WORK TO BE COMPLETED.
An exact copy of all the data is required, with pictures left out.

Location identification entries:
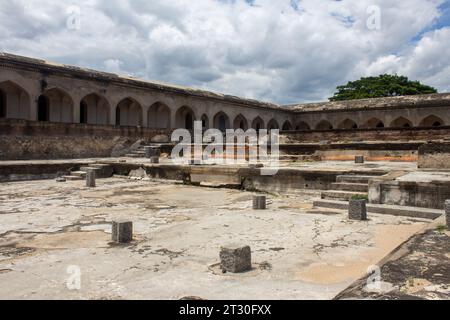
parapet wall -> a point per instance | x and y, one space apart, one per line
434 156
367 135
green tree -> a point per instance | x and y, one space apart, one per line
385 85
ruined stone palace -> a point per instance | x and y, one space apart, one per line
36 90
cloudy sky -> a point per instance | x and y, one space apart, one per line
283 51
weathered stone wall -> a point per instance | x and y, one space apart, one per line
381 134
25 140
434 156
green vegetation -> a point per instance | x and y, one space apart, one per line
382 86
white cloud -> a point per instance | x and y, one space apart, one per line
269 50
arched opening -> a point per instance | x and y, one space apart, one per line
374 123
43 109
94 109
240 123
205 122
2 104
324 125
14 101
83 112
159 116
258 124
55 105
401 122
273 125
287 126
221 121
348 124
432 121
185 118
129 113
302 126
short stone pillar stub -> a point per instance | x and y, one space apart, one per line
259 202
359 159
90 178
447 213
152 151
154 160
255 166
122 231
235 259
357 210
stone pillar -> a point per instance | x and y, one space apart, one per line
154 160
152 151
90 179
359 159
259 202
447 213
357 210
235 259
122 231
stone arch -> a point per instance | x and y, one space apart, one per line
432 121
374 123
221 121
158 116
258 124
302 126
240 122
273 125
205 122
348 124
94 109
185 118
324 125
129 113
287 126
401 122
55 105
14 101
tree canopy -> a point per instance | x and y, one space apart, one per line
382 86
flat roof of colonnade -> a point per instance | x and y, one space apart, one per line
32 64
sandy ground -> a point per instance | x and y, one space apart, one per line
298 252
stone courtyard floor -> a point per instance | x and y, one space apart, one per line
298 252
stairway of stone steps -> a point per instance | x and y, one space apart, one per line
347 187
139 153
101 171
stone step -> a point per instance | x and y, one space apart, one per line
414 212
354 179
101 170
345 186
73 178
81 174
341 195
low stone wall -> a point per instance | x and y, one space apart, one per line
434 156
379 134
28 140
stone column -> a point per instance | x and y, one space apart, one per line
122 231
259 202
357 210
447 213
90 179
152 151
359 159
154 160
235 259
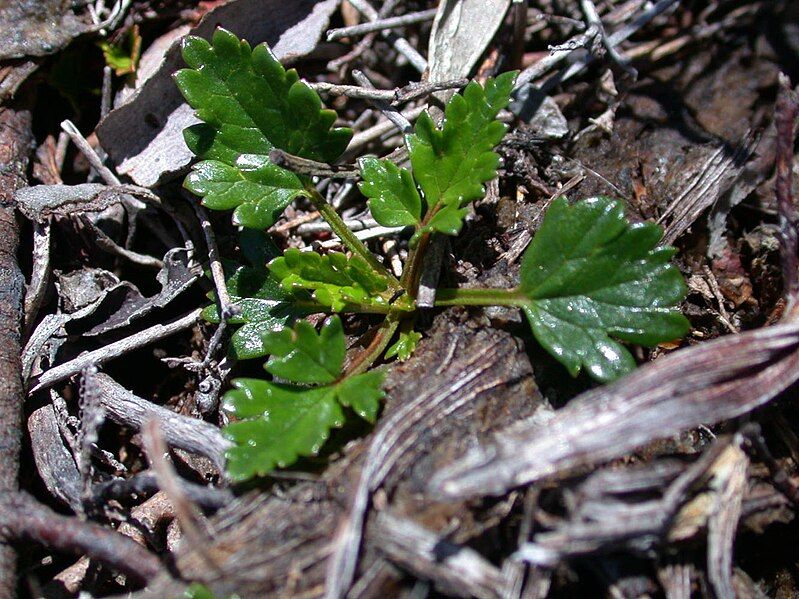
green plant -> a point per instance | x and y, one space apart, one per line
588 280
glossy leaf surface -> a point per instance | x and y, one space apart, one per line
278 422
250 105
451 163
591 278
404 347
261 303
335 279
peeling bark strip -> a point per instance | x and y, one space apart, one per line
22 518
786 111
704 384
15 143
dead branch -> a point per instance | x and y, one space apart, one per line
704 384
15 144
24 519
180 431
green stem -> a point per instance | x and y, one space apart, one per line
375 349
312 307
480 297
413 264
340 228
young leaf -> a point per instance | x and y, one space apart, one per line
261 303
394 199
452 163
278 422
302 356
335 279
250 105
362 393
404 346
589 275
281 423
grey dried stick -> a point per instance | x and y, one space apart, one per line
24 519
114 350
786 110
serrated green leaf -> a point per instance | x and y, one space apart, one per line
589 276
394 200
452 163
335 279
404 347
448 220
280 423
250 105
362 393
303 356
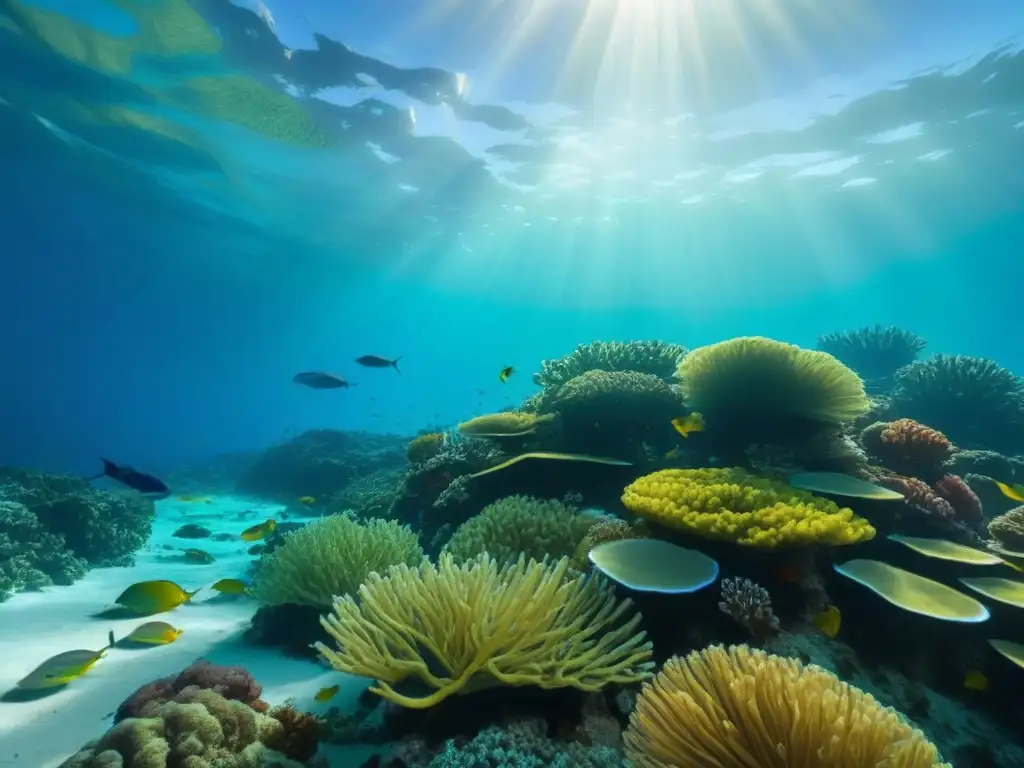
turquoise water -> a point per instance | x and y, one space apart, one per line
200 199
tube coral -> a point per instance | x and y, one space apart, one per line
739 708
459 628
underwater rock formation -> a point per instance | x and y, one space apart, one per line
975 401
876 352
54 527
320 463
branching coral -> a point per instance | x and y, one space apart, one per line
458 628
332 556
1008 529
876 352
750 604
907 448
198 728
738 708
520 525
504 424
754 379
655 357
975 401
732 505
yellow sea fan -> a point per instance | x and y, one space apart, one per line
754 375
739 708
462 628
504 424
330 557
731 505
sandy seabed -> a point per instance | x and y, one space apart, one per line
43 732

TASK OUTPUT.
parapet wall -> a point per instance | x and y, one space apart, one per line
434 156
367 135
green tree -> a point per instance | x and y, one space apart, one per line
385 85
ruined stone palace -> a point per instance | x and y, one space apart, one per line
36 90
cloudy sky -> a point per instance | x and y, one space apart, one per line
283 51
weathered stone wall -> a point per instance | x and y, one space apart, one per line
381 134
25 140
434 156
green vegetation -> a point per instance | x and y, one space apart, one per line
382 86
white cloud -> a point per instance | x and y, one space apart, one per line
269 50
arched opening -> a point per instance | x and y, one space apart, one per line
374 123
43 109
94 109
240 123
205 122
2 104
324 125
14 101
83 112
159 116
258 124
55 105
401 122
273 125
287 126
221 121
348 124
432 121
185 118
129 113
302 126
short stone pillar stub -> a point per instance | x and y, one space apart, one per line
259 202
359 159
90 178
447 213
152 151
154 160
255 166
122 231
235 259
357 210
stone pillar -> a point per instance | x and y, one space apart, one per line
154 160
152 151
90 179
359 159
259 202
447 213
357 210
235 259
122 231
stone arch -> a point per instance | x and y, one space apart, one per line
432 121
374 123
221 121
158 116
258 124
302 126
240 122
273 125
205 122
348 124
94 109
185 118
324 125
129 113
287 126
401 122
55 105
14 101
tree canopy -> a point per instance | x and y, one space apart, one per line
382 86
flat roof of colonnade -> a point per instance | x and y, one space apart, one per line
32 64
sandy ground -> a point per instance | x and y, one space apart, one per line
298 252
stone courtyard floor -> a point per instance | x and y, one space apart, one per line
298 252
stairway of stone steps -> a point per instance | x and y, one space apart, one per line
347 187
139 153
101 171
stone step -> a point per instance | x and y, one space apart, one per line
414 212
354 179
101 170
345 186
73 178
81 174
341 195
low stone wall -> a point per instance | x and y, one space apart, one per line
434 156
379 134
28 140
stone column -> a point per instance | x and y, one space apart, one per line
122 231
259 202
357 210
447 213
90 179
152 151
359 159
154 160
235 259
green plant -> a point per instance | x and y, one space apart, one per line
588 280
glossy leaf surface -> a point per instance | x and y, one space apart, one per line
278 422
250 105
451 163
591 278
404 347
261 303
335 279
peeling bark strip -> a point per instance | x and y, one space apart, one per line
22 518
786 111
704 384
15 143
dead branch -> a point per instance | x and y, one space apart, one per line
704 384
15 144
24 519
180 431
green stem -> a point per instance | x and y, one space apart, one per line
375 349
312 307
480 297
413 264
340 228
young leaf -> a point per instance | x and y, one space apart, one per line
261 303
394 199
452 163
278 422
302 356
335 279
250 105
362 393
404 346
589 275
281 423
grey dried stick -> a point per instance | x and y, one space apart, one per line
24 519
114 350
786 110
serrated green leaf -> a point per instance | x and y, one space apart, one per line
589 276
394 200
452 163
335 279
404 347
448 220
280 423
250 105
362 393
303 356
turquoise water -> a point per instance | x and y, one space apart, one per line
200 199
tube coral -> a point per instance | x and y, one space apart, one per line
739 708
459 628
underwater rock formation -> a point per instance | x and y, one space apart, one per line
975 401
876 352
54 527
320 463
branching coral -> a point per instance | x and y, one space apart, one per line
458 628
332 556
1008 529
876 352
750 604
907 448
198 728
738 708
520 525
504 424
754 379
655 357
975 401
732 505
yellow sea fan -> a point per instance | x and y, one space apart, one per line
754 375
739 708
462 628
504 424
330 557
731 505
sandy seabed -> a point per instance | x and y, one space apart, one per line
43 732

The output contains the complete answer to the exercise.